**Task 1**
List every person named with both a first and last name in the nursing simulation article below.
**Task 2**
In the nursing simulation article below, what drug did the students prepare doses of?

**Study text**
· · · · ·

2017-02-17 / Community

Aspiring nurses prep for real-life emergencies

By Caitlin Trude


HEALTH CHECK—Moorpark College nursing student Christa Sao in a hospital simulation Feb. 14 at the school. 
BOBBY CURTIS/Acorn Newspapers HEALTH CHECK—Moorpark College nursing student Christa Sao in a hospital simulation Feb. 14 at the school. BOBBY CURTIS/Acorn Newspapers Mr. Shapiro’s chest rose and dropped with each shallow inhale and exhale, as he struggled to catch his breath. His team of nurses noted he was nauseous and dizzy but showed no signs of chest pain. His heart rate was dropping to 40 beats per minute— time was of the essence.

Though the mannequin wasn’t really in danger of dying, the senior students in Moorpark College’s nursing program were rushing to stabilize the patient just as they would if he were made of flesh and blood.

“Can we get a rhythm check?” asked Debra Boetticher, who played the role of doctor.

The four other students scurried around the room, preparing doses of atropine and double-checking that Mr. Shapiro was hooked up to the oxygen machine.

As his heart rate dipped to 35 beats per minute, the nurses let their training take over and stabilized him before transferring the lifelike dummy to the hospital’s intensive care unit.


FOCUSED—Emily Gelinas is one of 200 students in training at Moorpark College to become a registered nurse 
BOBBY CURTIS/Acorn Newspapers FOCUSED—Emily Gelinas is one of 200 students in training at Moorpark College to become a registered nurse BOBBY CURTIS/Acorn Newspapers The simulation was part of the college’s nursing degree program. All 200 nursing students at the college undergo such a simulation each semester, said Jamee Maxey, Moorpark College nursing instructor.

· · · · ·

**Provided records**
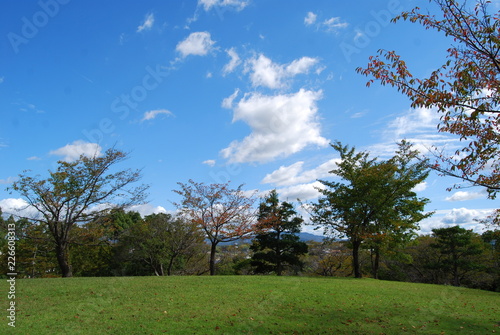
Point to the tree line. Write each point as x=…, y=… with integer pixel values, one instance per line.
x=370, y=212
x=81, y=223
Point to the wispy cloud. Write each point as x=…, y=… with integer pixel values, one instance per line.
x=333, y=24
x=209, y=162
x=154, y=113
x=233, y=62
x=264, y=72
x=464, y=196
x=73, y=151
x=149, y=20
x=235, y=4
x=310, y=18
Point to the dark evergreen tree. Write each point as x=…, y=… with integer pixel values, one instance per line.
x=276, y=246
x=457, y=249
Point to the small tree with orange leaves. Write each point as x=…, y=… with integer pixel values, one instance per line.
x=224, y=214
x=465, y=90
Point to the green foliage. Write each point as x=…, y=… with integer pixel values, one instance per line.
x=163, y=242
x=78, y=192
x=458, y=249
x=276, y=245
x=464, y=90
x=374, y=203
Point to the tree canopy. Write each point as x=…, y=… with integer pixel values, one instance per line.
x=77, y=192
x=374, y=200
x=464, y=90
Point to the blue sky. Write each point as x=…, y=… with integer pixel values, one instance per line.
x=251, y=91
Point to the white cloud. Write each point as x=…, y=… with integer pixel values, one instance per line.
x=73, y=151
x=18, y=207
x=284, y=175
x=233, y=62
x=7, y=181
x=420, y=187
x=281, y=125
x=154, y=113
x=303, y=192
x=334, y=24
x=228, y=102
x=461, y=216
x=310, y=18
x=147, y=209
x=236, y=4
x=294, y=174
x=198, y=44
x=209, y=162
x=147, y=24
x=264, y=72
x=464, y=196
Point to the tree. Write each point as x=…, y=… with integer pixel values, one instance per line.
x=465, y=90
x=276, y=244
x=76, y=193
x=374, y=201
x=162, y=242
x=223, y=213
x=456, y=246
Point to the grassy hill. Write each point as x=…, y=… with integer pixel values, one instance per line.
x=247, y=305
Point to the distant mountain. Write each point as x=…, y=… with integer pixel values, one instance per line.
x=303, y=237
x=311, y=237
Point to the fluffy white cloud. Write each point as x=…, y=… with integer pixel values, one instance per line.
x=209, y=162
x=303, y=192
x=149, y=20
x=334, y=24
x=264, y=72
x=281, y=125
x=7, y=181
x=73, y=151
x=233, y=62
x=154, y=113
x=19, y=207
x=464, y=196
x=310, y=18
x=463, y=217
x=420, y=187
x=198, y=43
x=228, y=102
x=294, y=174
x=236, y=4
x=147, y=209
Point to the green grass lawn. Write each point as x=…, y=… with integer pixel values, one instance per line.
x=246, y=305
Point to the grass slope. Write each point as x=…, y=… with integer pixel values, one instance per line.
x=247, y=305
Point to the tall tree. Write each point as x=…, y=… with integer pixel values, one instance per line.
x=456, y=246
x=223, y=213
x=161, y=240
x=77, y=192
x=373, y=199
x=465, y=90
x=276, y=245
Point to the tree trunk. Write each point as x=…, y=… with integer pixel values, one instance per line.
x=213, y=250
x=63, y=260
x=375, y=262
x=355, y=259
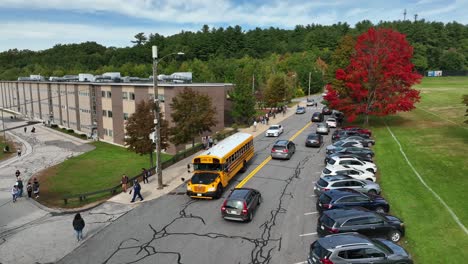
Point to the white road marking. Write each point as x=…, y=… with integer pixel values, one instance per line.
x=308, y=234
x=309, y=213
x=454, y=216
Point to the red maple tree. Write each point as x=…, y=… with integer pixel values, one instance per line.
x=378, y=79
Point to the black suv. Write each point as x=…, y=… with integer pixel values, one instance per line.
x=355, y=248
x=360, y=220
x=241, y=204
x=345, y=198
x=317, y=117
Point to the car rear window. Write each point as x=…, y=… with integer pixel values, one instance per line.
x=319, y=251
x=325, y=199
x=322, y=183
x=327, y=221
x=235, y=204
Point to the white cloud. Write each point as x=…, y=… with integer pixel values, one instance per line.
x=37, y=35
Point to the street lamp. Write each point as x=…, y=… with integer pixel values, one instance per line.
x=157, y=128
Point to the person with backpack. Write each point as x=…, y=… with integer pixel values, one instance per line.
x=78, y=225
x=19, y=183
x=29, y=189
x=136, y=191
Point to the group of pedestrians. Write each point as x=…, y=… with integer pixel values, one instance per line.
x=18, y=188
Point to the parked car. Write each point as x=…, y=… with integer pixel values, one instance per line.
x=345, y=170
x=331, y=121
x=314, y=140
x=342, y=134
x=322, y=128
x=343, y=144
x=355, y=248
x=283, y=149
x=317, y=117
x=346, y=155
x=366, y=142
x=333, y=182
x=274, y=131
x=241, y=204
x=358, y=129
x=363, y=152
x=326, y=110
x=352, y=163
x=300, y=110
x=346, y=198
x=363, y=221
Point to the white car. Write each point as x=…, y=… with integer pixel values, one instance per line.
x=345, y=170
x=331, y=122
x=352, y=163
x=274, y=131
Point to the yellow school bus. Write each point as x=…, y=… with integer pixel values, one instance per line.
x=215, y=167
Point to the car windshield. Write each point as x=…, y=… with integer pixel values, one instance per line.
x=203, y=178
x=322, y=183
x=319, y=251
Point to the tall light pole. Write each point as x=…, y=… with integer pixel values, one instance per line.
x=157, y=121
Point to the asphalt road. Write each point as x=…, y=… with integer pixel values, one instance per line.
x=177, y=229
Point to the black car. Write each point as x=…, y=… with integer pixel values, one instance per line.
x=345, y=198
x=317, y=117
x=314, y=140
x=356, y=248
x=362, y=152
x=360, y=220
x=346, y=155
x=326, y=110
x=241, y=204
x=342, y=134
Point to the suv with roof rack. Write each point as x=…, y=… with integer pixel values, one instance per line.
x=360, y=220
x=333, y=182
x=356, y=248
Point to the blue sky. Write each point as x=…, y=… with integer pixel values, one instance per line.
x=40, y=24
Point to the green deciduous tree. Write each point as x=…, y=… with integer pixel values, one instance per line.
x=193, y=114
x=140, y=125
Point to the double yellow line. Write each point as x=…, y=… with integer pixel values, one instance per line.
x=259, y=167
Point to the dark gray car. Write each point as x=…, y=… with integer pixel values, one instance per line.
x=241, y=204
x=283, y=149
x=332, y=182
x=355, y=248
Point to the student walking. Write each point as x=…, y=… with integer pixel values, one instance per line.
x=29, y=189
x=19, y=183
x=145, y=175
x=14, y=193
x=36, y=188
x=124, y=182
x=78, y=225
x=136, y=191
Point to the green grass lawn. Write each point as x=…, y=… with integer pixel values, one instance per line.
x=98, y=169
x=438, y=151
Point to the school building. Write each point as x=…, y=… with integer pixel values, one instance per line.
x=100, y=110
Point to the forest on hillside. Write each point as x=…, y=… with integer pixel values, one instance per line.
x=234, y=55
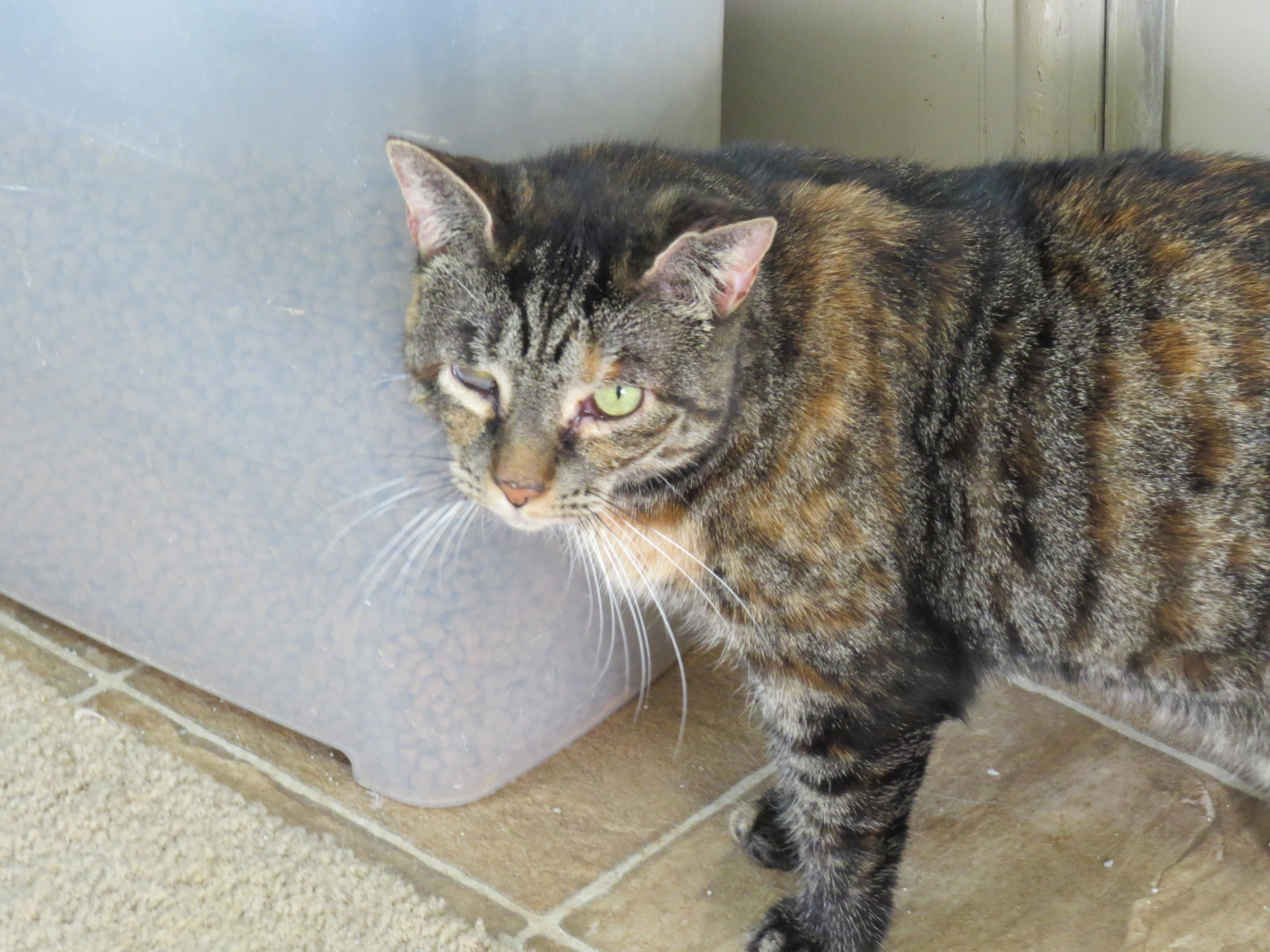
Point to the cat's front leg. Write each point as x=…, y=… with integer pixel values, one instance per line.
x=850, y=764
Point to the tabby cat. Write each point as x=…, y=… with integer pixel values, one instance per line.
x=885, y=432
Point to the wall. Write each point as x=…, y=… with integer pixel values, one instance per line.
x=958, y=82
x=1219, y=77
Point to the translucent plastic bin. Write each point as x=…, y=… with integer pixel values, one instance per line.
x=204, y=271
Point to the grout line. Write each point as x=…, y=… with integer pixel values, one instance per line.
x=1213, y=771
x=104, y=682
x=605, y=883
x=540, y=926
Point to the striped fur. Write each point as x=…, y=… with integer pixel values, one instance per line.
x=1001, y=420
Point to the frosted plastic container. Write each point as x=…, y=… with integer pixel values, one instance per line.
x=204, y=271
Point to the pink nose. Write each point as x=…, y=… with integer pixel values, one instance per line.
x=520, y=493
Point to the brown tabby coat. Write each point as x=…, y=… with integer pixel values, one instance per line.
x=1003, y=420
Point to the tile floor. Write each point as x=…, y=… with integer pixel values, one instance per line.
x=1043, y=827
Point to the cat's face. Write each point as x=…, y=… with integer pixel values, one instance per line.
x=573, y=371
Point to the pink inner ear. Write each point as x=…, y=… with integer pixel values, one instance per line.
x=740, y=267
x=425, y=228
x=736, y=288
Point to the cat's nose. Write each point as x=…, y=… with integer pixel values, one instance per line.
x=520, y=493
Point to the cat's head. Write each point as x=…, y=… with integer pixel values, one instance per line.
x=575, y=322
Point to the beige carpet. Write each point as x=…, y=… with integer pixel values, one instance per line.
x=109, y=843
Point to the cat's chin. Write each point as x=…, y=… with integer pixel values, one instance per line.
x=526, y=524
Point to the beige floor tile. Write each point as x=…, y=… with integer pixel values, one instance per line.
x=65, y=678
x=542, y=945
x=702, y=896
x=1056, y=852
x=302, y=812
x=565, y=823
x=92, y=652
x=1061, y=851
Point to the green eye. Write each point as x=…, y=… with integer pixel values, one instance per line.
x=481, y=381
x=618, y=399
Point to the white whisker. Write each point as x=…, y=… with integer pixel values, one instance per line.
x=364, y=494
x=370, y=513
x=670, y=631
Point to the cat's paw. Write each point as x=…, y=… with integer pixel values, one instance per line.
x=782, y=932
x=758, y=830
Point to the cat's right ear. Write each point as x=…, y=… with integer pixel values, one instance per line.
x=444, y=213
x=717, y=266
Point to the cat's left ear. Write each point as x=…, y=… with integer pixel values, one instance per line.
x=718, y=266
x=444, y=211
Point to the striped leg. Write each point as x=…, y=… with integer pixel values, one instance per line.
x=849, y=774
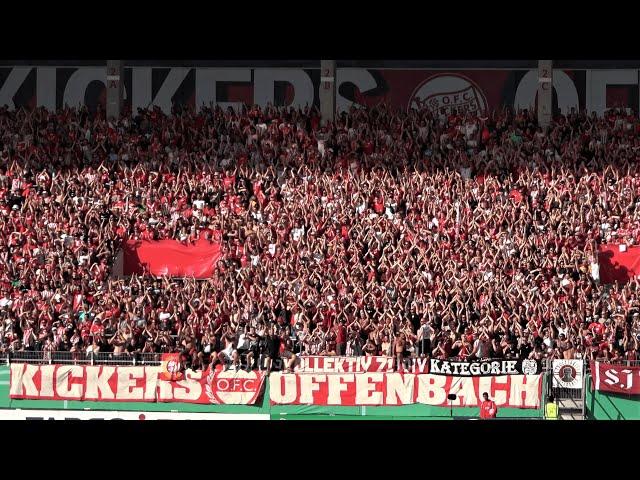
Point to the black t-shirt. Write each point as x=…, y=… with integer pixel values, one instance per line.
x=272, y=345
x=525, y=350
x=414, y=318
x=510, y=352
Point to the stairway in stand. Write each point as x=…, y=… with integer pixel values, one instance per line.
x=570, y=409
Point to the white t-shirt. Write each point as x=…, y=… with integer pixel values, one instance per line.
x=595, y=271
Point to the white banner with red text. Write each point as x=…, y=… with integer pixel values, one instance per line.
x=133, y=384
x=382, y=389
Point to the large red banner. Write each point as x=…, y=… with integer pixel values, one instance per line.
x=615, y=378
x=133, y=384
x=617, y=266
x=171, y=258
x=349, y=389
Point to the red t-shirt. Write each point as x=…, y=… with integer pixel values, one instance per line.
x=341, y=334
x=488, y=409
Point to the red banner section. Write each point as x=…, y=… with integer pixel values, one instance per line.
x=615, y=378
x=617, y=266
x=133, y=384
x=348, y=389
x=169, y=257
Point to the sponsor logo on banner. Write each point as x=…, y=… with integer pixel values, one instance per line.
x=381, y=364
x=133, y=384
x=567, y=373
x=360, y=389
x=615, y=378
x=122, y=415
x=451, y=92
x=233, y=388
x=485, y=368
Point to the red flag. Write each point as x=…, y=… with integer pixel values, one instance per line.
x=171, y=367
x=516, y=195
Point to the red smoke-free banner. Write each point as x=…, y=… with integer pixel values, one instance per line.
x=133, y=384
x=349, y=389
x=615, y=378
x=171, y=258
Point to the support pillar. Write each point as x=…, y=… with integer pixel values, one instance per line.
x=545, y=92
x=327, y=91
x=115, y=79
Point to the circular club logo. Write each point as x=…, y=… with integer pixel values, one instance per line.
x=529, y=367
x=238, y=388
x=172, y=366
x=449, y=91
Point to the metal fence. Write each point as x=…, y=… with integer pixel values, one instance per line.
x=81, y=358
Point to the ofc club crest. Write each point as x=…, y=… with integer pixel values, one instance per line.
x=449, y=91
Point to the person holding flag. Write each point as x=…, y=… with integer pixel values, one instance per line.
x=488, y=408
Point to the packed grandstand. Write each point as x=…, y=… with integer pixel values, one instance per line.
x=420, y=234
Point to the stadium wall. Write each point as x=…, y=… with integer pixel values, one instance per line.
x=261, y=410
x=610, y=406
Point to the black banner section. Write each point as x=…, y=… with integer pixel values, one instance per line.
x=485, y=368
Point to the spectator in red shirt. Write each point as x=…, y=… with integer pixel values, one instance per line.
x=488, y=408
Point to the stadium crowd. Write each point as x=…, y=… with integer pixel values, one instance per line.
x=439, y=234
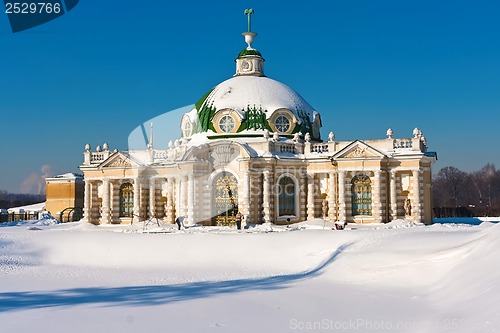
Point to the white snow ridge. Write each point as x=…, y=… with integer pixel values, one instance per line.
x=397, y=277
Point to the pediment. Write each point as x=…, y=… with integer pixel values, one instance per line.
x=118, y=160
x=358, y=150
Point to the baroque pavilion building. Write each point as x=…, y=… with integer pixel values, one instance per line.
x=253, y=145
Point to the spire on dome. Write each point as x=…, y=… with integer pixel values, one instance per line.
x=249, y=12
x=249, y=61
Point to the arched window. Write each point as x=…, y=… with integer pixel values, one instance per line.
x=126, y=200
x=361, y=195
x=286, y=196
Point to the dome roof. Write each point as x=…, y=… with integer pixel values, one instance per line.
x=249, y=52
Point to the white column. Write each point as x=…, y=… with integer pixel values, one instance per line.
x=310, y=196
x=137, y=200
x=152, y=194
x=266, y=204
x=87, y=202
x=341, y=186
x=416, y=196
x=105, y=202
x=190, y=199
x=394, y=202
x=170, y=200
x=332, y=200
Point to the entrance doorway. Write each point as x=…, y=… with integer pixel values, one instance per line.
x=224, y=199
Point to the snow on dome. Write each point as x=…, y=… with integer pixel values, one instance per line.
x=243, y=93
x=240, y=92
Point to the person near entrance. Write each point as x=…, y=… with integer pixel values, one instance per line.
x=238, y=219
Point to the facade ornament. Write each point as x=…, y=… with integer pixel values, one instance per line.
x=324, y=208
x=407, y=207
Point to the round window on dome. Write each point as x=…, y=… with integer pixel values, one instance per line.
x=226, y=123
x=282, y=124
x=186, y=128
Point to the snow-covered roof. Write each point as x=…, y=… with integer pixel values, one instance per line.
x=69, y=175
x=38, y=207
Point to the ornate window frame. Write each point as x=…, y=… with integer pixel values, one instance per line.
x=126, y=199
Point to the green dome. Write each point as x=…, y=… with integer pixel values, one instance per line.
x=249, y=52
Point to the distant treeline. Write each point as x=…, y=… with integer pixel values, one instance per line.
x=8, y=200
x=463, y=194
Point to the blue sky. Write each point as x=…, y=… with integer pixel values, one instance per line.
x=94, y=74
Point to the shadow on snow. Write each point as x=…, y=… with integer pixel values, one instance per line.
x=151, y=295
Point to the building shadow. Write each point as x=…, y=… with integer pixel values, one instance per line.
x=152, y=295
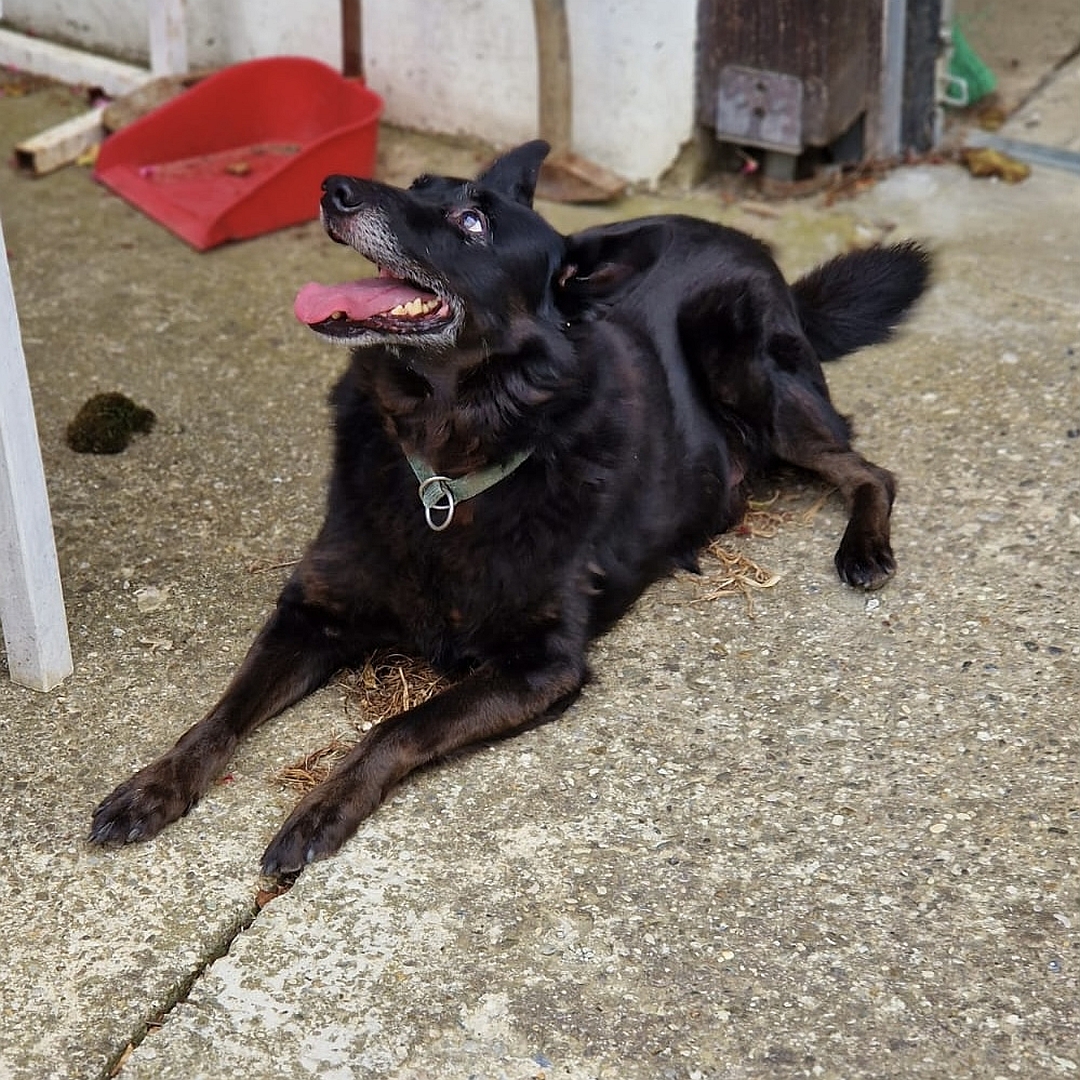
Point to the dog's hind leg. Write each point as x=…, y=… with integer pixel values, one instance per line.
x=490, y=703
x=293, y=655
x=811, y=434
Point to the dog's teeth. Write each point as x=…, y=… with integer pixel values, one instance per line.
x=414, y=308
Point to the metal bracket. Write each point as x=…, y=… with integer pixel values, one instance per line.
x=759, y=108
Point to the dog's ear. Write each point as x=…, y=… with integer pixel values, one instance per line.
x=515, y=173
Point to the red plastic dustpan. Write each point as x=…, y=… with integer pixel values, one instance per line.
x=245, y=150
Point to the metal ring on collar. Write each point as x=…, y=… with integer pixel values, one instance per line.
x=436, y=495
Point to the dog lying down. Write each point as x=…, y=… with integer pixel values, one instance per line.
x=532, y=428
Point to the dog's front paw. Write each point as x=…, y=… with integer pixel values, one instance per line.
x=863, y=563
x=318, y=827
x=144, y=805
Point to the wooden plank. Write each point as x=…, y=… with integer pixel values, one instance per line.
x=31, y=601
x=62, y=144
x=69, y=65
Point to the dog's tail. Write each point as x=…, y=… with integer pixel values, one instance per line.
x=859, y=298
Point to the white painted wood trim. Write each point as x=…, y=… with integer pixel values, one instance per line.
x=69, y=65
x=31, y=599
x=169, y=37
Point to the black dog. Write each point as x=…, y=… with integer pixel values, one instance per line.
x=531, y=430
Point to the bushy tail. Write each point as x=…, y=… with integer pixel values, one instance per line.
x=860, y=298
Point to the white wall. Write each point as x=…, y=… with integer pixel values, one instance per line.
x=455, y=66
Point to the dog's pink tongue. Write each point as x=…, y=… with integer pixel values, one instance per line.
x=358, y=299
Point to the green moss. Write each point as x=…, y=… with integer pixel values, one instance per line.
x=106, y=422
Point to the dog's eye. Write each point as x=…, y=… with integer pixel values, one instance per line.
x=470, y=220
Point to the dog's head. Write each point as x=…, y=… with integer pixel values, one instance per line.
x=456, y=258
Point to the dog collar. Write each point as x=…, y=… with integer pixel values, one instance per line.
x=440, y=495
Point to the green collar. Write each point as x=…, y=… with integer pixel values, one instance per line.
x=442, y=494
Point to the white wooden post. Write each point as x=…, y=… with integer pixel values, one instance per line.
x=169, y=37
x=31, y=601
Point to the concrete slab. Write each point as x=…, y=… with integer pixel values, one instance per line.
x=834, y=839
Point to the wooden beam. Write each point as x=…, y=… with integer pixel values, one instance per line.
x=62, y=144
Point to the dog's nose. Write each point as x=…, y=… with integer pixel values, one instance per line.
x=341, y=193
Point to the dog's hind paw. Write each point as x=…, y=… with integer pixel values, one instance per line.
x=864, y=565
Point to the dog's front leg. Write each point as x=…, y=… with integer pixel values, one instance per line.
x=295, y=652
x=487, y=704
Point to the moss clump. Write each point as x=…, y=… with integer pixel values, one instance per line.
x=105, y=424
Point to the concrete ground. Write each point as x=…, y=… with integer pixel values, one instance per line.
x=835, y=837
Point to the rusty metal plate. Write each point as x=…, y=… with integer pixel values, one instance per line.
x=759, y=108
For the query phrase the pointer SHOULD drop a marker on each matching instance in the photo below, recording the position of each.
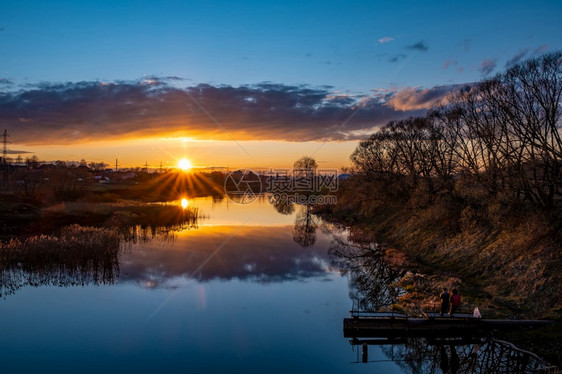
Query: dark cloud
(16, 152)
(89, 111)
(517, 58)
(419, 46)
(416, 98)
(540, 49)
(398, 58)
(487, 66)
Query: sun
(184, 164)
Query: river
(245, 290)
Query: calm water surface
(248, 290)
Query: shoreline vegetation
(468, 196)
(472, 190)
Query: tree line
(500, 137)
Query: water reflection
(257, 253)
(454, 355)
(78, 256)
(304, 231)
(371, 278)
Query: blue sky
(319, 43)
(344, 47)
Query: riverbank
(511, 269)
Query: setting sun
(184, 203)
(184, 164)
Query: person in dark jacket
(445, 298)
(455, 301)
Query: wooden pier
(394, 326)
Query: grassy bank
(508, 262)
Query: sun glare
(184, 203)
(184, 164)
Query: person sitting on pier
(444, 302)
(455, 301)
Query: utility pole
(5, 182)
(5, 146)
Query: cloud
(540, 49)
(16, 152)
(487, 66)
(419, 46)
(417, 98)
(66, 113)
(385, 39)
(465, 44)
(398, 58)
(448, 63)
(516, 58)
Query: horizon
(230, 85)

· · · · ·

**Answer 1**
Caitlin Trude, Christa Sao, Bobby Curtis, Debra Boetticher, Emily Gelinas, Jamee Maxey

**Answer 2**
Atropine